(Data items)

◆ ◆ ◆ ◆ ◆

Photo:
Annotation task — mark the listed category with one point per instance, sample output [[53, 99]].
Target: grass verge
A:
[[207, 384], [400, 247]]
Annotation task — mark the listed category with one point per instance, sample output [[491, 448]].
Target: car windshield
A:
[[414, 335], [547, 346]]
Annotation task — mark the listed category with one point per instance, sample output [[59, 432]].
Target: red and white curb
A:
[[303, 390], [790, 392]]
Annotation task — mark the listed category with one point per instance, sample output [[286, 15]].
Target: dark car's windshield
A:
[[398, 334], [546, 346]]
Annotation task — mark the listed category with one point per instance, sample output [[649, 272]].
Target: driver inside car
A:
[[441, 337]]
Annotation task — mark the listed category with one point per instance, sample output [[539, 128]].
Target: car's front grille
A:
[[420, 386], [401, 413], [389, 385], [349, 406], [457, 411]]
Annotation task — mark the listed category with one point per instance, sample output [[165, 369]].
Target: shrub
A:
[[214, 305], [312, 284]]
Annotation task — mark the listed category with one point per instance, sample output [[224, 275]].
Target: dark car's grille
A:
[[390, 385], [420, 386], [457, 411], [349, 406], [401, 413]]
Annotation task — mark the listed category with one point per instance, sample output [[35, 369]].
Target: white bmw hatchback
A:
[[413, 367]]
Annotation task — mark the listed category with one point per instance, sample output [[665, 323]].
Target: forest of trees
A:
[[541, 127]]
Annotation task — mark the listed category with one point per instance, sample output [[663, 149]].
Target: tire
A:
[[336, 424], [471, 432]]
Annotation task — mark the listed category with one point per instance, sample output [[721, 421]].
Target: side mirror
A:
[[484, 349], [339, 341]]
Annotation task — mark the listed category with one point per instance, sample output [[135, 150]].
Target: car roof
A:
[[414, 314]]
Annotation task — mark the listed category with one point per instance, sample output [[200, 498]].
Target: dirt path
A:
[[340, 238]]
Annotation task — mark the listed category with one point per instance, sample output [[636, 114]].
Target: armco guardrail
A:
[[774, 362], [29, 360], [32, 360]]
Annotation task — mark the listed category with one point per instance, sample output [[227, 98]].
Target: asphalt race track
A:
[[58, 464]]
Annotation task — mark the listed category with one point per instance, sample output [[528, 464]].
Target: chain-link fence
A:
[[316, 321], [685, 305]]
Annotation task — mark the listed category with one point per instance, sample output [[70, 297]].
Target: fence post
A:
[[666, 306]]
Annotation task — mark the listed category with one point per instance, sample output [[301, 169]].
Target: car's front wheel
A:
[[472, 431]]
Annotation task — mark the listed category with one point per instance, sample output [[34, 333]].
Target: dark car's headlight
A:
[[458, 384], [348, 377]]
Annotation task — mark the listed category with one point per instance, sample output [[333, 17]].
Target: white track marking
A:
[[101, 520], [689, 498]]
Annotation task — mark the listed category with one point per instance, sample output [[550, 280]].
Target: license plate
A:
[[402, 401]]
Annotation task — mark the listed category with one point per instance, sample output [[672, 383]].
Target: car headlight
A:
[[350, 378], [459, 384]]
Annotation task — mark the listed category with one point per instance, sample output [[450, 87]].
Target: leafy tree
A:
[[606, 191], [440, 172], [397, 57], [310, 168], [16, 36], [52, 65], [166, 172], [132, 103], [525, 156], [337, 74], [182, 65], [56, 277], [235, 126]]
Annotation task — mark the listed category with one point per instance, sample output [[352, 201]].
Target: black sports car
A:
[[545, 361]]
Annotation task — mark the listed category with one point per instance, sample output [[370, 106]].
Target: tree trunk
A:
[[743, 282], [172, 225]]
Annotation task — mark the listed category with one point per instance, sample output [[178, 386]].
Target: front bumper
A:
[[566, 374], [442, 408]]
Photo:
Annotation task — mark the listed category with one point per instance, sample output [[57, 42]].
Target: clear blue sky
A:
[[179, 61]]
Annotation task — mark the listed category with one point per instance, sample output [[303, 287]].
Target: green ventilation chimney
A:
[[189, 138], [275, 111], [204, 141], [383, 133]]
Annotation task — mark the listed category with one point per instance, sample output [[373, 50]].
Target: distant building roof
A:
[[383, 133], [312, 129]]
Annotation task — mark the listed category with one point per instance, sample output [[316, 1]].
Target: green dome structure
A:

◆ ◆ ◆ ◆ ◆

Copy out the records word for word, starting with their first line and continuing through the line that contains "[[413, 367]]".

Photo:
Annotation task — mark the listed category with one point per instance, sample output [[53, 99]].
Target: grass verge
A:
[[207, 384], [400, 247]]
Annotation task — mark the listed category with one point per instance, sample output [[491, 448]].
Target: car windshield
A:
[[414, 335], [547, 346]]
Annotation task — mark the listed category with one point per instance, sample output [[59, 432]].
Target: red and white curb
A:
[[303, 390], [790, 392]]
Annotation task — mark the listed category with one point per instance, sample output [[286, 15]].
Target: dark car's windshield
A:
[[398, 334], [546, 346]]
Annotation task — mark the listed category with one point per instance, sample output [[649, 272]].
Target: driver inside car
A:
[[441, 337]]
Annotation task — mark the listed category with one point per instance, sample output [[539, 128]].
Target: car's front grille
A:
[[420, 386], [401, 413], [389, 385], [349, 406], [457, 411]]
Annotation task — mark the listed category with one point per instance, sample output [[165, 369]].
Target: shrub
A:
[[214, 305], [312, 284]]
Annotation task — mark the listed category with one point per instance, sample output [[224, 275]].
Target: dark car's grille
A:
[[390, 385], [420, 386], [457, 411], [349, 406], [401, 413]]
Annotation task — mark the listed category with one point per instance, sample output [[35, 369]].
Target: white bmw hatchback
A:
[[413, 367]]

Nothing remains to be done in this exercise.